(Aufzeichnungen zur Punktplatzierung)
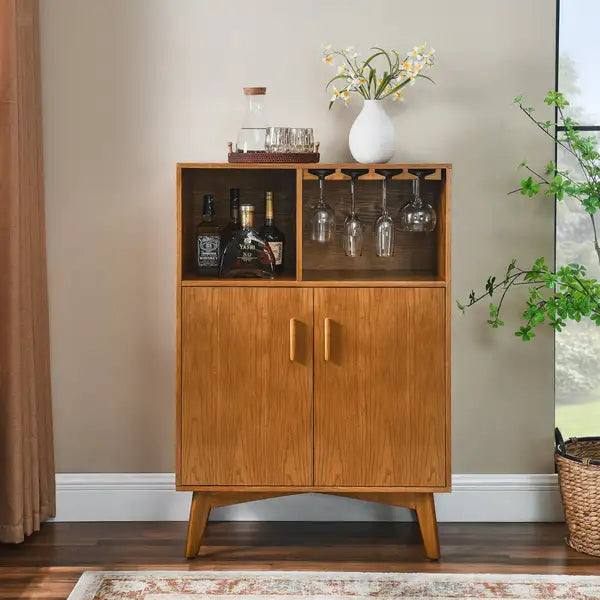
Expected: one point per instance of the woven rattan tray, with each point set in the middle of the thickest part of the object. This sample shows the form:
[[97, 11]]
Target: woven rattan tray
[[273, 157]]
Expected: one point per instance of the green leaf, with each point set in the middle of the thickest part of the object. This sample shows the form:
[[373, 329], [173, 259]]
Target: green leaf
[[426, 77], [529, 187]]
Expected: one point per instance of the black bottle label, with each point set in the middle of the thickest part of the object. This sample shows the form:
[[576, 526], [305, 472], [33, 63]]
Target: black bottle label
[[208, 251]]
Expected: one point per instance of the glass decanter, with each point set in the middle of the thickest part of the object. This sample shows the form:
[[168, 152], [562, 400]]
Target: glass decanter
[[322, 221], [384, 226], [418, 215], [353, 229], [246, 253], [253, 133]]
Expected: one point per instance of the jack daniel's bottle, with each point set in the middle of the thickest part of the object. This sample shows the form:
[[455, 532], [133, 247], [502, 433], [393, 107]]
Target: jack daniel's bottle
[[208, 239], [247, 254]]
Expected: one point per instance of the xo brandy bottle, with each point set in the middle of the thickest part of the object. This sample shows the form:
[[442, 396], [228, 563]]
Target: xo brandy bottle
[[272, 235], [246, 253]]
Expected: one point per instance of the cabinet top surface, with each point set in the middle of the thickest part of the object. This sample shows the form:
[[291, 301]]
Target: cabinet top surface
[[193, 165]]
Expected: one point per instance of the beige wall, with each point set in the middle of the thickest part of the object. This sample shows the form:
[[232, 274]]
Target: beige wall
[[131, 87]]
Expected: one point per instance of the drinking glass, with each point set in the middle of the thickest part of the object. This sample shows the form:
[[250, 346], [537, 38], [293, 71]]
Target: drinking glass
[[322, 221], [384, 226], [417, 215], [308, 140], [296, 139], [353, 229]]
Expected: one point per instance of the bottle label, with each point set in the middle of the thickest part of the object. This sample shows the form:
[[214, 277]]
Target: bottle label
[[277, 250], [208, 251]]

▶ _Deine Anweisungen_: Zitiere aus den Zeilen oben wörtlich den Abschnitt von der Zeile mit „Expected: one point per instance of the glass“ bis einschließlich der Zeile mit „[[272, 235], [246, 253]]“.

▶ _Schriftliche Antwort_:
Expected: one point per instance of the glass decanter, with each point set in the middle of the thickest part of the object. This sample shows the form:
[[168, 152], [562, 400]]
Target: glass decanter
[[322, 221], [384, 226], [418, 215], [353, 229], [246, 253], [253, 133]]
Expected: one point per instance of the jack daniel's bottle, with each point set in the middle of the thickest part of the object. This sample shows the form:
[[455, 532], [133, 247], [502, 433], [393, 107]]
Target: jack daniel's bottle
[[208, 239], [247, 254]]
Expected: one point per instance of the xo brandy bottle, with each point set in the middle of the thickest part of the object. This sample shows the form:
[[442, 396], [228, 563]]
Target: xo brandy bottle
[[272, 235], [246, 253]]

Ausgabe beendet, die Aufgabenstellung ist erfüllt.